__阅读节选__
4 makefile/kbuild对文件的影响

有的配置项是在makefile/kbuild中直接控制某个文件是否被编进内核，而这是undertaker无法处理的。所以需要借助kbuildparser。

import subprocess
import os
import re

def update_mapping_from_kbuildparser_live(fileline_to_output, root="arch/riscv", debug_file="kbuildparser_debug.log"):
    """
    调用 kbuildparser -a riscv，解析输出并更新 fileline_to_output。
    增加调试信息，写入 debug_file。
    """
    updated_mapping = fileline_to_output.copy()

    with open(debug_file, "w", encoding="utf-8") as debug:
        debug.write(f"[INFO] 调用 kbuildparser 在 {root}\n")

        # 执行 kbuildparser
        try:
            result = subprocess.run(
                ["kbuildparser", "-a", "riscv"],
                cwd=root,
                stdout=subprocess.PIPE,
                stderr=subprocess.DEVNULL,
                text=True,
                check=True
            )
            kbuild_lines = result.stdout.splitlines()
            debug.write(f"[INFO] kbuildparser 输出共 {len(kbuild_lines)} 行\n")
            debug.write("[INFO] 原始输出开始:\n")
            for l in kbuild_lines:
                debug.write(l + "\n")
            debug.write("[INFO] 原始输出结束\n\n")
        except subprocess.CalledProcessError as e:
            debug.write(f"[WARN] kbuildparser 执行失败: {e}\n")
            return updated_mapping

        def parse_kbuild_line(line):
            """解析 kbuildparser 输出行为 (filepath, [(CONFIG_KEY, value), ...])"""
            if "<-" not in line:
                return line.strip(), []
            path, cond = line.split("<-", 1)
            path = path.strip()
            cond = cond.strip()
            configs = []
            for token in re.split(r"\s*&&\s*", cond):
                token = token.strip()
                if token.startswith("!"):
                    configs.append((token[1:], "n"))
                else:
                    configs.append((token, "y"))
            return path, configs

        # 遍历 kbuildparser 输出
        for line in kbuild_lines:
            line = line.strip()
            if not line or line.startswith("#"):
                continue
            filepath, configs = parse_kbuild_line(line)
            debug.write(f"[DEBUG] 解析行: '{line}' -> 文件: {filepath}, 配置: {configs}\n")
            if not configs:
                continue

            # 获取文件所有行
            file_lines = [k for k in updated_mapping if k.startswith(filepath + ":")]
            if not file_lines:
                # mapping 中没有文件，尝试读取文件生成每行 key
                try:
                    with open(os.path.join(root, filepath), "r", encoding="utf-8", errors="ignore") as f:
                        n_lines = sum(1 for _ in f)

__所给数据__
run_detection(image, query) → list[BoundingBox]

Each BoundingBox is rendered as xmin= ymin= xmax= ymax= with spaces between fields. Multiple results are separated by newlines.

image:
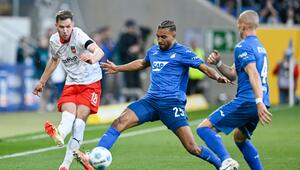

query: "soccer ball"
xmin=89 ymin=147 xmax=112 ymax=170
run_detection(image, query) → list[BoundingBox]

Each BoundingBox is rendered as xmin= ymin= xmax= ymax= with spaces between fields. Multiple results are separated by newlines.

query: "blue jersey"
xmin=145 ymin=43 xmax=203 ymax=101
xmin=234 ymin=36 xmax=270 ymax=107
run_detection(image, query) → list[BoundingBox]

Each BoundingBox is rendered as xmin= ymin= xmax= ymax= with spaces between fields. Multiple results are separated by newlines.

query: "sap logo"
xmin=257 ymin=47 xmax=267 ymax=54
xmin=152 ymin=61 xmax=169 ymax=71
xmin=192 ymin=56 xmax=200 ymax=60
xmin=170 ymin=53 xmax=176 ymax=58
xmin=236 ymin=44 xmax=242 ymax=48
xmin=238 ymin=52 xmax=248 ymax=58
xmin=152 ymin=51 xmax=158 ymax=55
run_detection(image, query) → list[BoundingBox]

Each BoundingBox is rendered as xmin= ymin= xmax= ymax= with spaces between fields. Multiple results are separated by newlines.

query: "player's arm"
xmin=80 ymin=40 xmax=104 ymax=64
xmin=244 ymin=62 xmax=272 ymax=125
xmin=199 ymin=64 xmax=230 ymax=83
xmin=101 ymin=59 xmax=150 ymax=74
xmin=207 ymin=50 xmax=236 ymax=81
xmin=32 ymin=57 xmax=60 ymax=96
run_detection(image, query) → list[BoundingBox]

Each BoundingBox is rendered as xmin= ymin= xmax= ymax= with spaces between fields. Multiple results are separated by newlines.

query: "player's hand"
xmin=79 ymin=53 xmax=93 ymax=64
xmin=32 ymin=81 xmax=45 ymax=97
xmin=217 ymin=76 xmax=234 ymax=84
xmin=257 ymin=103 xmax=272 ymax=126
xmin=207 ymin=50 xmax=221 ymax=65
xmin=100 ymin=60 xmax=118 ymax=74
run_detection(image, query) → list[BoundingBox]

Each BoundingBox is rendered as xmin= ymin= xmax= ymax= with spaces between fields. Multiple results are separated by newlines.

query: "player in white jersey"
xmin=33 ymin=10 xmax=104 ymax=170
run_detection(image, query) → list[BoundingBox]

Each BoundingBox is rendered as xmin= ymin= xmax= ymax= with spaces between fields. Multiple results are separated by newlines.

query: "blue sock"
xmin=199 ymin=146 xmax=221 ymax=169
xmin=197 ymin=127 xmax=230 ymax=162
xmin=97 ymin=127 xmax=120 ymax=150
xmin=235 ymin=140 xmax=263 ymax=170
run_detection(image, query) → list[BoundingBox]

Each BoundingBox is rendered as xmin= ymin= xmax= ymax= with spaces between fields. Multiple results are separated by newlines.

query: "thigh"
xmin=61 ymin=102 xmax=76 ymax=116
xmin=76 ymin=81 xmax=101 ymax=114
xmin=112 ymin=108 xmax=139 ymax=132
xmin=175 ymin=126 xmax=196 ymax=148
xmin=128 ymin=98 xmax=159 ymax=124
xmin=76 ymin=105 xmax=91 ymax=122
xmin=208 ymin=99 xmax=258 ymax=134
xmin=57 ymin=85 xmax=78 ymax=111
xmin=158 ymin=102 xmax=189 ymax=133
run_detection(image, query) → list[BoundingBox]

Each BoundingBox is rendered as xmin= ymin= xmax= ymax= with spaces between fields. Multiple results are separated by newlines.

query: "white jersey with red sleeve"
xmin=49 ymin=27 xmax=102 ymax=85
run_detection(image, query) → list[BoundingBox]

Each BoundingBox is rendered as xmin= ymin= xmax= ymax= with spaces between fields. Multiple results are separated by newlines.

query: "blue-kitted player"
xmin=197 ymin=10 xmax=272 ymax=170
xmin=74 ymin=20 xmax=230 ymax=169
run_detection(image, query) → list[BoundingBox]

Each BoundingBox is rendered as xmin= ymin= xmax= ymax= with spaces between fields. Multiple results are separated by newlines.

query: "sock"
xmin=63 ymin=119 xmax=85 ymax=166
xmin=235 ymin=140 xmax=263 ymax=170
xmin=197 ymin=127 xmax=230 ymax=162
xmin=57 ymin=111 xmax=75 ymax=139
xmin=199 ymin=146 xmax=221 ymax=169
xmin=97 ymin=127 xmax=120 ymax=150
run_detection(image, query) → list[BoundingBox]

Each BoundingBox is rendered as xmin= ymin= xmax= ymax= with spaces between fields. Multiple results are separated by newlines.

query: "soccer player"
xmin=74 ymin=20 xmax=229 ymax=170
xmin=33 ymin=10 xmax=104 ymax=170
xmin=197 ymin=10 xmax=272 ymax=170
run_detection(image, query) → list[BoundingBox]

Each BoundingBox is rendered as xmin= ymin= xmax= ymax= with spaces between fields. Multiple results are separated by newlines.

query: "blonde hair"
xmin=239 ymin=10 xmax=259 ymax=30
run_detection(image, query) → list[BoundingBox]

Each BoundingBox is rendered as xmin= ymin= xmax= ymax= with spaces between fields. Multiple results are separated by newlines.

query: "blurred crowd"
xmin=16 ymin=19 xmax=151 ymax=111
xmin=210 ymin=0 xmax=300 ymax=26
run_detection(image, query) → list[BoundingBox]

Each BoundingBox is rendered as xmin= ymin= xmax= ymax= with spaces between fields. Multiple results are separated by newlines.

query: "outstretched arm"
xmin=245 ymin=63 xmax=272 ymax=125
xmin=199 ymin=64 xmax=231 ymax=83
xmin=80 ymin=43 xmax=104 ymax=64
xmin=32 ymin=58 xmax=59 ymax=96
xmin=101 ymin=59 xmax=150 ymax=74
xmin=207 ymin=50 xmax=236 ymax=81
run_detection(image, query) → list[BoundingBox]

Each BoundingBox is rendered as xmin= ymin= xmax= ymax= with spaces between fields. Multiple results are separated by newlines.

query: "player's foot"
xmin=44 ymin=121 xmax=64 ymax=147
xmin=58 ymin=165 xmax=69 ymax=170
xmin=220 ymin=158 xmax=240 ymax=170
xmin=73 ymin=150 xmax=94 ymax=170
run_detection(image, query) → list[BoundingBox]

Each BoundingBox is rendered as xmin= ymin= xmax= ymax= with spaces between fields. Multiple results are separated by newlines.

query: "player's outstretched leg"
xmin=73 ymin=149 xmax=94 ymax=170
xmin=74 ymin=108 xmax=138 ymax=170
xmin=44 ymin=121 xmax=64 ymax=147
xmin=234 ymin=129 xmax=263 ymax=170
xmin=44 ymin=111 xmax=75 ymax=147
xmin=172 ymin=124 xmax=221 ymax=169
xmin=60 ymin=118 xmax=85 ymax=170
xmin=197 ymin=123 xmax=239 ymax=170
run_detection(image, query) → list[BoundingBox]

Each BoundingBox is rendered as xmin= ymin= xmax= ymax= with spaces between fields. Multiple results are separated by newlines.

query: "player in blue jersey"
xmin=197 ymin=10 xmax=272 ymax=170
xmin=74 ymin=20 xmax=230 ymax=169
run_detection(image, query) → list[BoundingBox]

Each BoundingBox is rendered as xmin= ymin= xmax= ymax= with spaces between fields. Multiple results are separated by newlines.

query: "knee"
xmin=233 ymin=129 xmax=247 ymax=143
xmin=197 ymin=127 xmax=213 ymax=139
xmin=185 ymin=143 xmax=201 ymax=156
xmin=112 ymin=116 xmax=129 ymax=132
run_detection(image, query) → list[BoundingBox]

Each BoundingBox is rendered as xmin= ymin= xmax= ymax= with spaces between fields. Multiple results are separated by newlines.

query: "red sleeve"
xmin=273 ymin=63 xmax=280 ymax=75
xmin=294 ymin=64 xmax=299 ymax=79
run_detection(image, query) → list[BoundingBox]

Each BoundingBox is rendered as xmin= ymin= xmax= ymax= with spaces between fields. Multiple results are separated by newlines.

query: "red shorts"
xmin=57 ymin=80 xmax=101 ymax=114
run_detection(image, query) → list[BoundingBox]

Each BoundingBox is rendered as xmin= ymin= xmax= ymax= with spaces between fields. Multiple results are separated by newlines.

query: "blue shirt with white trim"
xmin=234 ymin=36 xmax=270 ymax=107
xmin=145 ymin=43 xmax=204 ymax=101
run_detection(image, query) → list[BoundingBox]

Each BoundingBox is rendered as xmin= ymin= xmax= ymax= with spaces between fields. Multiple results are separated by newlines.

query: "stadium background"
xmin=0 ymin=0 xmax=300 ymax=169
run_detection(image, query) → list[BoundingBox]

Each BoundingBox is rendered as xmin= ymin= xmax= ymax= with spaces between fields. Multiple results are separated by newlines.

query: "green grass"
xmin=0 ymin=106 xmax=300 ymax=170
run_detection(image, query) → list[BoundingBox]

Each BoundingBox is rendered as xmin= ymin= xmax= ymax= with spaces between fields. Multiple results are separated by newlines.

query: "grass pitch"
xmin=0 ymin=106 xmax=300 ymax=170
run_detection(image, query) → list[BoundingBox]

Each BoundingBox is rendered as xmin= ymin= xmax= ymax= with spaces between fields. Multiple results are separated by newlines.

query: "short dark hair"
xmin=158 ymin=20 xmax=176 ymax=31
xmin=125 ymin=19 xmax=136 ymax=28
xmin=56 ymin=10 xmax=73 ymax=22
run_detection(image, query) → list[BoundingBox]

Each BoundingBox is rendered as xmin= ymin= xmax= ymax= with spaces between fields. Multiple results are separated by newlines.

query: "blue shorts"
xmin=128 ymin=97 xmax=189 ymax=133
xmin=208 ymin=98 xmax=259 ymax=139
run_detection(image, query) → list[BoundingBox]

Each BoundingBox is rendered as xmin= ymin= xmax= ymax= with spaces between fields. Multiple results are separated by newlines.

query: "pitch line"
xmin=0 ymin=107 xmax=289 ymax=160
xmin=0 ymin=120 xmax=201 ymax=160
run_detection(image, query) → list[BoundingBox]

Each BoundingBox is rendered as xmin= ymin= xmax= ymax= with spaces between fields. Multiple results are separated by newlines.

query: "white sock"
xmin=63 ymin=118 xmax=85 ymax=166
xmin=57 ymin=111 xmax=75 ymax=139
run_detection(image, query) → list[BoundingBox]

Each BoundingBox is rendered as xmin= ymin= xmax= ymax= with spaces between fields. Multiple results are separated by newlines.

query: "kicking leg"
xmin=61 ymin=105 xmax=90 ymax=169
xmin=74 ymin=108 xmax=138 ymax=170
xmin=44 ymin=103 xmax=76 ymax=146
xmin=234 ymin=129 xmax=263 ymax=170
xmin=176 ymin=126 xmax=221 ymax=169
xmin=197 ymin=119 xmax=239 ymax=169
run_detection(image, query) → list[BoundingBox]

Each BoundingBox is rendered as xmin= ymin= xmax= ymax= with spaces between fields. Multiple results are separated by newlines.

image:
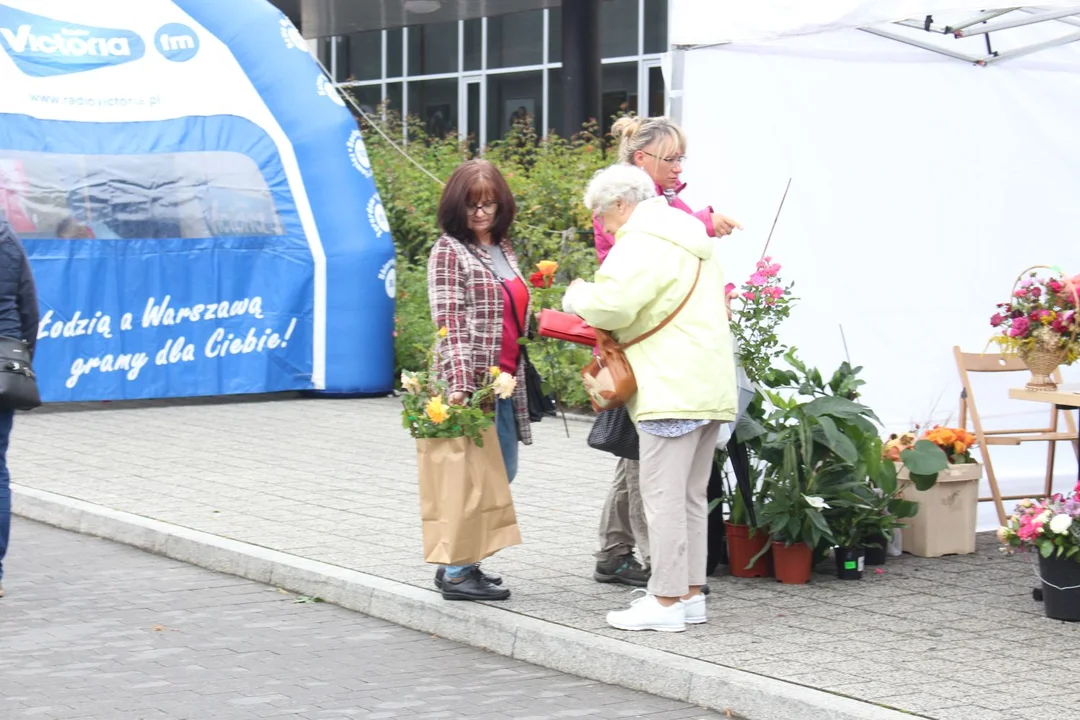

__任务说明__
根据阅读节选，为什么需要借助kbuildparser？

__参考答案__
有的配置项在makefile/kbuild中直接控制某个文件是否被编进内核，而undertaker无法处理这种情况。